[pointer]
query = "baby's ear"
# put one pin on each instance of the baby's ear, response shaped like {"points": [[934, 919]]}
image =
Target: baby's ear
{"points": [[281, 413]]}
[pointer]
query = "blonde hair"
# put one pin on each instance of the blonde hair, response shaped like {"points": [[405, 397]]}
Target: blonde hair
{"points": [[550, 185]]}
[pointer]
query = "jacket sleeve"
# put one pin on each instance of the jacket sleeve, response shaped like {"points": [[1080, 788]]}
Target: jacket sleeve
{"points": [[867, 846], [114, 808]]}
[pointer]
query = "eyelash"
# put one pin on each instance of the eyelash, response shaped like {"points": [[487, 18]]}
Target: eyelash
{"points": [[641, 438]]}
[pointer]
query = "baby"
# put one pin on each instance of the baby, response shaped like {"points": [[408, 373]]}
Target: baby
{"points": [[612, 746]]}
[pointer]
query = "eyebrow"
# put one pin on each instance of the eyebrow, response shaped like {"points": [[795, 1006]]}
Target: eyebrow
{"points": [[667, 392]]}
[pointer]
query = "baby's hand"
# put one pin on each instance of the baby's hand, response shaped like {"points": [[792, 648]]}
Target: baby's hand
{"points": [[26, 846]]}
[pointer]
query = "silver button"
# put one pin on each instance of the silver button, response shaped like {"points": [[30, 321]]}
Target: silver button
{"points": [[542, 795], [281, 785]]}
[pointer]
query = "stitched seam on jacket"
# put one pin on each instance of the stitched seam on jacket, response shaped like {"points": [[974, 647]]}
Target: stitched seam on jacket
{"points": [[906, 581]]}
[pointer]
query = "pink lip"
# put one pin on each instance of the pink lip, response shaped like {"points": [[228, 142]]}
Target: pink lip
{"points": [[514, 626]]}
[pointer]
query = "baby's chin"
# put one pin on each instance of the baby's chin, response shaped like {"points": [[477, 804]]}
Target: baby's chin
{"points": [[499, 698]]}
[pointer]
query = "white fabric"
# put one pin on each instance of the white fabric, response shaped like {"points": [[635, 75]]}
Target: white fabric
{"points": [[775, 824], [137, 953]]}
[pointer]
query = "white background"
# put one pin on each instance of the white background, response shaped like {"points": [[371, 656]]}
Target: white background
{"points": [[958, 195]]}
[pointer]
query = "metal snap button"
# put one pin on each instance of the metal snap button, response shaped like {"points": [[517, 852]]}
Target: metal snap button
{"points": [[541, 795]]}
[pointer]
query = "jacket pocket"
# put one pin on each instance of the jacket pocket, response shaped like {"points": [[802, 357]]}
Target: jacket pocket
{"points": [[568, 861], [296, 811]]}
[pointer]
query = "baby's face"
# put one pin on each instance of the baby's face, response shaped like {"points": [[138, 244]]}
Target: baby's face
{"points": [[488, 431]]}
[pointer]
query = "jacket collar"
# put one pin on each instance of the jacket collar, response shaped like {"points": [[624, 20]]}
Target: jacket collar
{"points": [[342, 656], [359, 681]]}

### TASK
Give back all the records exactly as they stand.

### FULL OUTPUT
[pointer]
query = "baby's ear"
# put one pin on each instance of the baby's ear, response shaped like {"points": [[934, 919]]}
image =
Target: baby's ear
{"points": [[281, 413]]}
[pointer]
query = "blonde hair"
# put one pin on each instance of the blonde hair, response shaped like {"points": [[405, 397]]}
Target: blonde hair
{"points": [[550, 185]]}
[pointer]
query = "jacket sleeve"
# put one pin on each instance of the jacket sleeve, response shaped like {"points": [[1080, 788]]}
Target: jacket sleeve
{"points": [[867, 846], [114, 808]]}
[pointer]
query = "eyelash"
# put one pin on each instance of the eyelash, response shaped like {"points": [[487, 18]]}
Target: eyelash
{"points": [[641, 438]]}
[pointer]
query = "baby"
# put one pin on each instance of the baby, response shaped like {"points": [[408, 373]]}
Target: baby
{"points": [[612, 746]]}
[pointer]
query = "eyebrow"
# put one pin on each instance of the eyebrow, response shaped like {"points": [[795, 1006]]}
Target: eyebrow
{"points": [[667, 392]]}
[pointer]
query = "baby's hand"
# put one pin on each instance of the baby's hand, response shaped like {"points": [[792, 648]]}
Target: baby's hand
{"points": [[26, 846]]}
[pointer]
query = "silver button"
# put one pin on each instance of the silver button, response shaped like {"points": [[30, 321]]}
Target: silver button
{"points": [[542, 795], [281, 785]]}
[pointer]
query = "stitched seam on jacket"
# put one pin on each instance of the stitched seam on jacket, response shaped like {"points": [[974, 647]]}
Target: stitched seam on jacket
{"points": [[906, 581]]}
[pointer]
query = "pink lip"
# put one pin on each instance of the pink lip, response shaped like {"points": [[228, 142]]}
Target: pink lip
{"points": [[514, 626]]}
[pointer]
query = "baby's chin"
# put one pin on each instance of the baby's chin, response shaped like {"points": [[477, 804]]}
Target: baby's chin
{"points": [[499, 698]]}
[pointer]
query = "white fabric"
# put one pin on each instance of the white fabric, response shaped like {"points": [[635, 75]]}
Target: white fabric
{"points": [[775, 824], [137, 953]]}
[pointer]
query = "white background"
# put one pin on each instance of the white background, response shaped like {"points": [[371, 656]]}
Target: white background
{"points": [[958, 195]]}
[pointer]
query = "metal snap button"
# put one pin on each instance of the metal snap button, response shaped like {"points": [[517, 852]]}
Target: metal snap button
{"points": [[541, 795]]}
[pointer]
query = "jacket pocket"
# put one pin on each instance of the jacket pocket, response shaped like {"points": [[802, 357]]}
Target: jacket pocket
{"points": [[568, 861], [296, 811]]}
[pointer]
query = "baby's face"
# put one pin on each instance of the baby's face, response shaped like {"points": [[138, 244]]}
Target: baby's face
{"points": [[488, 431]]}
[pointer]
query = "jacket collar"
# put one pin on each instance of the jacket collar, response shaped like {"points": [[624, 20]]}
Target: jacket collar
{"points": [[342, 656], [359, 681]]}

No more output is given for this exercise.